Challenges:
(A) In the labor board excerpt about Marsil, in what month and year was the UA certified?
(B) List every person named in the labor board excerpt about Marsil.
(C) Carry the labor board excerpt about the Marsil employees forward from its final sentence.

Excerpt to read:
The April Waterproofing principle applies where an employer has knowingly hired or retained employees in the bargaining unit contrary to the provisions of the applicable collective agreement, the employees in question have acted in a manner which is inconsistent with their obligations under the collective agreement in the circumstances, and the union has not acquiesced in the situation or otherwise acted inappropriately.
12In this case, there is no question that the three persons in issue were employees of Marsil for the purposes of of non-representation proceedings under the Act. The question is whether they should be counted as bargaining unit employees for purposes of a representation proceeding.
13All three individuals were employees of Marsil prior to the application for certification which resulted in the UA obtaining the bargaining rights in issue. All three were employees in the bargaining unit for purposes of that application. Petrushevski and Torti had only been employed by the company for a relatively short time prior to the application for certification. Silvio Grande, who is the brother of Marco Grande, the president and sole principal of Marsil, had been employed for a somewhat longer period. The other two employees who were there when the application for certification was made, and who everyone knew were UA members, (and now knows were the seeds for the application for certification) are no longer employed by the company. As a practical matter, all three of Petrushevski, Torti and Silvio Grande have been "continuously" employed by Marsil since the application for certification was made. That is, they continued to be employed by Marsil after the UA was certified.
14Petrushevski and Torti were not members of the UA either at the time this application was made or since the UA was certified in September 1997. Silvio Grande was a member at the time the application for certification was made (although he was not counted as one for purposes of the certification proceeding) but he was expelled, purportedly in accordance with the UA constitution, before the UA was certified, for working "non-union" (for Marsil) and for not supporting the application for certification.

Extracted entries:
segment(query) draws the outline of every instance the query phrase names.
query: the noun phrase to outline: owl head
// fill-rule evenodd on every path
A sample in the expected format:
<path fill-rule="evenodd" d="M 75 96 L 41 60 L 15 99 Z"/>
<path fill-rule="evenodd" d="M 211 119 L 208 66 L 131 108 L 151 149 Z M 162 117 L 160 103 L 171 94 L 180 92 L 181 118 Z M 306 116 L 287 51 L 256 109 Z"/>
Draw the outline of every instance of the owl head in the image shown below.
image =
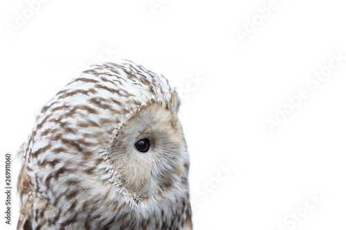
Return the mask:
<path fill-rule="evenodd" d="M 25 146 L 30 182 L 60 211 L 73 199 L 95 216 L 127 206 L 145 217 L 186 198 L 179 105 L 167 79 L 141 66 L 94 66 L 39 115 Z"/>

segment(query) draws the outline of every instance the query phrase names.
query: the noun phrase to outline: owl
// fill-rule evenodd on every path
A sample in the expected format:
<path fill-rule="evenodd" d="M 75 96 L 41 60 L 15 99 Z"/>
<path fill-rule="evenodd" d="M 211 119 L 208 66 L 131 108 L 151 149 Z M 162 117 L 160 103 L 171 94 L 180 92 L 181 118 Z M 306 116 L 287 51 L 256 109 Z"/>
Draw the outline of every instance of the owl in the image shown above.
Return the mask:
<path fill-rule="evenodd" d="M 17 229 L 192 229 L 180 104 L 130 61 L 69 82 L 21 146 Z"/>

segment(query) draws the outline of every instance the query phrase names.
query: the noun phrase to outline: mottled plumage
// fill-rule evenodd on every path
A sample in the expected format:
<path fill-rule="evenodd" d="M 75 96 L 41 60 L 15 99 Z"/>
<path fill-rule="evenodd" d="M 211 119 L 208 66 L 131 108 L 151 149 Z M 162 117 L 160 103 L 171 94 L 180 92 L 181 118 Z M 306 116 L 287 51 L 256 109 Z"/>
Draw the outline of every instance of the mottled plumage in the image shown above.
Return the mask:
<path fill-rule="evenodd" d="M 18 229 L 192 229 L 179 105 L 163 76 L 131 61 L 83 72 L 22 146 Z"/>

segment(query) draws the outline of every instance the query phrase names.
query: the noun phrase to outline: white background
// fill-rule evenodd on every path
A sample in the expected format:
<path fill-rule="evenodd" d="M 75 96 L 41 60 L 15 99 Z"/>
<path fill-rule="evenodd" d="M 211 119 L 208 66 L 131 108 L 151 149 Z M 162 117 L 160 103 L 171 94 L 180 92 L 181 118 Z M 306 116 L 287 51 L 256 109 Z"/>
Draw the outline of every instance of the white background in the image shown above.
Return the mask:
<path fill-rule="evenodd" d="M 307 82 L 338 64 L 332 52 L 346 56 L 342 1 L 51 0 L 30 15 L 33 1 L 0 3 L 2 162 L 39 108 L 108 48 L 106 61 L 131 59 L 185 89 L 180 117 L 195 229 L 346 227 L 346 60 L 318 87 Z M 287 97 L 302 88 L 309 97 L 271 132 L 266 120 L 292 110 Z M 6 229 L 15 229 L 18 199 Z"/>

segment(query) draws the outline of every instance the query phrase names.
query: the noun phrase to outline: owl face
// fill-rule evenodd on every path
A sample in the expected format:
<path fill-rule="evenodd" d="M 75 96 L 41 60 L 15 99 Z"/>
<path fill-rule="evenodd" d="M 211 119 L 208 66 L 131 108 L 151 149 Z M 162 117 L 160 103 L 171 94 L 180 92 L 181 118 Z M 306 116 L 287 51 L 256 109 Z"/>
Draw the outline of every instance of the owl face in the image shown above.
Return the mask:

The results:
(A) September 1997

(B) Petrushevski, Torti, Silvio Grande, Marco Grande

(C)
15The applicant concedes that none of the three individuals in issue were UA members at the time this application was made. The applicant and Marsil also concede that all of Petrushevski, Torti and Silvio Grande were employed in violation of the collective agreement (to adopt the words of counsel). They also concede the April Waterproofing principle. However, the applicant, strongly supported by Marsil, submits that the three individuals should nevertheless be counted as employees in the bargaining unit for purposes of this application because the UA did nothing to enforce its ICI bargaining rights before this application was made, and that in the circumstances the April Waterproofing principle does not apply.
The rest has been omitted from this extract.